● TASK REQUIREMENTS: Rewrite the lines of the entries below, from the line containing "Target: red paraglider canopy" through the end of the entries (both included), requests and all, but multiply each point coordinate in the answers by 0.75 and round to the nearest whole number, with halves rounded up. Omit the pictures.

# START OF RECORDS

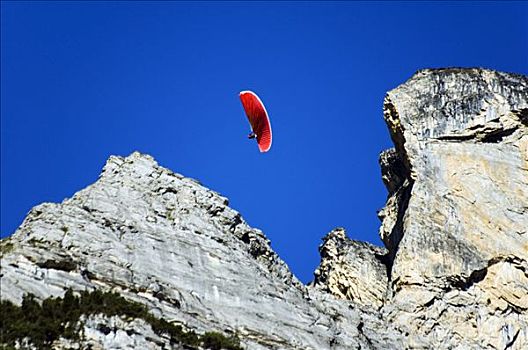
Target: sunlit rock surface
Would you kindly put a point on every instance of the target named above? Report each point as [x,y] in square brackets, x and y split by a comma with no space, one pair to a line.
[456,220]
[164,240]
[454,274]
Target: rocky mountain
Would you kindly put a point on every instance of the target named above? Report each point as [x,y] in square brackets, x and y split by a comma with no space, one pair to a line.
[453,273]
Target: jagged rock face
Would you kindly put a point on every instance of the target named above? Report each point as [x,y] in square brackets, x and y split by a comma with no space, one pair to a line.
[454,274]
[352,270]
[459,236]
[165,241]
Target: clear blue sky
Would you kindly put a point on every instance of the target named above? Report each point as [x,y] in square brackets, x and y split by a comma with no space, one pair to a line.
[83,81]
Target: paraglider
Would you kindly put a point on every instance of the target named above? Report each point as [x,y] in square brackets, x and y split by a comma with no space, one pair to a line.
[258,118]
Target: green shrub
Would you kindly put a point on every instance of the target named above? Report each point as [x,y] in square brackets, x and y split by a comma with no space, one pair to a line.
[59,317]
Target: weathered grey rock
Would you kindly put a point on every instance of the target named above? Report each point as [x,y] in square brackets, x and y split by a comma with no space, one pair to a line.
[101,332]
[165,241]
[456,221]
[352,270]
[454,274]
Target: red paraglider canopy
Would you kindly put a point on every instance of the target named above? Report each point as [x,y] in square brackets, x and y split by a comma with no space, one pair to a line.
[258,118]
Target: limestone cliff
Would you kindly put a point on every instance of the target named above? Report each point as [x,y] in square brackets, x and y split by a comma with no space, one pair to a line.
[454,273]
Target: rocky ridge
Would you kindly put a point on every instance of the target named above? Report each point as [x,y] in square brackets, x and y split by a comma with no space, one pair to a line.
[454,273]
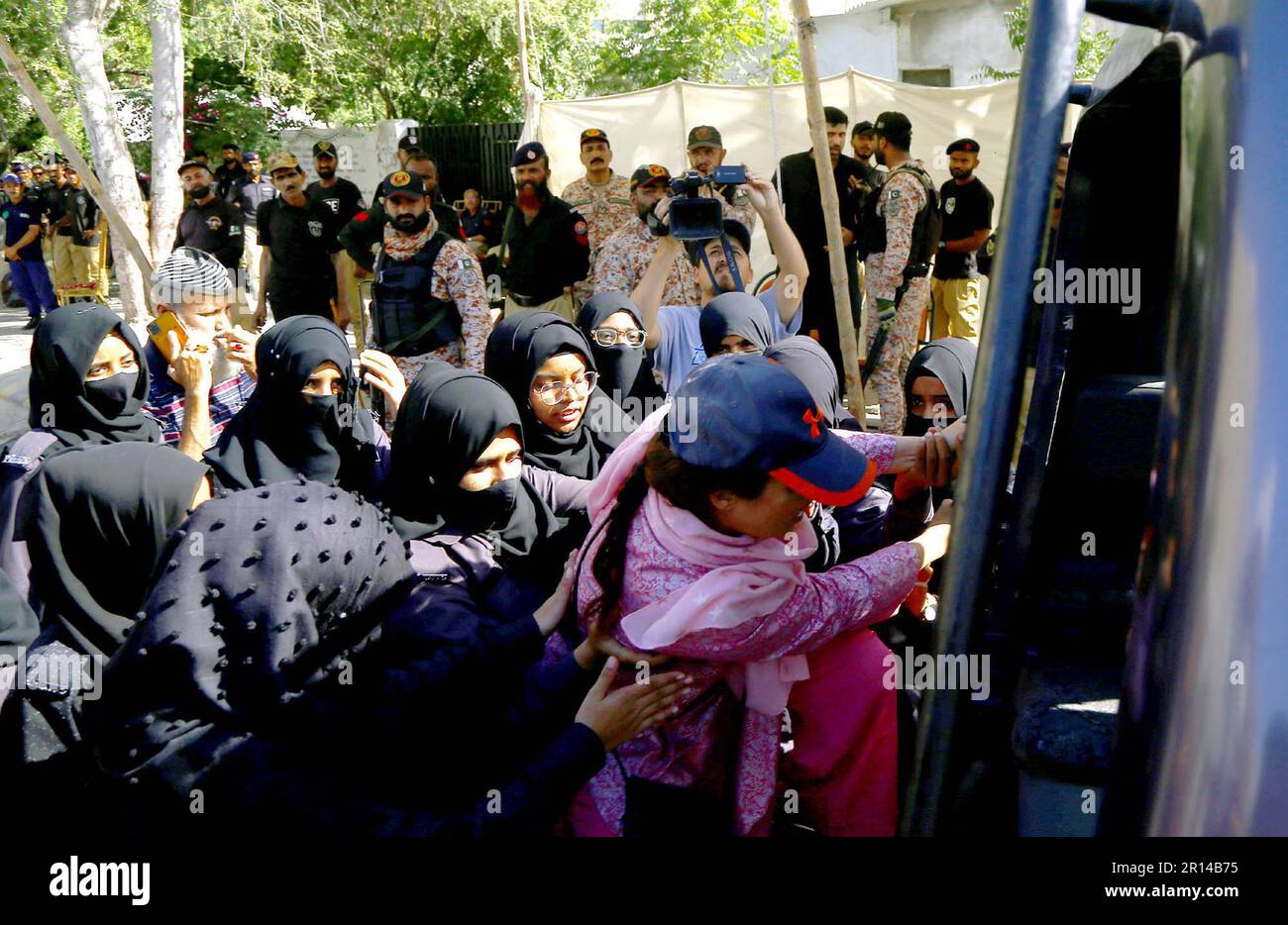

# END OF RECORDS

● TASK SOLUTION:
Target: red paraglider canopy
Would you kindly put a point on every instance of the target named above? Report each point as [x,y] in square brackets, x and y split by a comma with no space, one pair to a line.
[194,89]
Target: limestone cliff
Would you kindly put a point on every instance of the target named above? Report each point as [x,y] in square brackets, x and y split by a comma with no space, one pair to a line.
[341,205]
Target: rocky ridge
Would you kindly put a point on every instance of the target named above? Report each point as [x,y] in square brackets, x and y split by a comma with no space, one pair to a line.
[341,205]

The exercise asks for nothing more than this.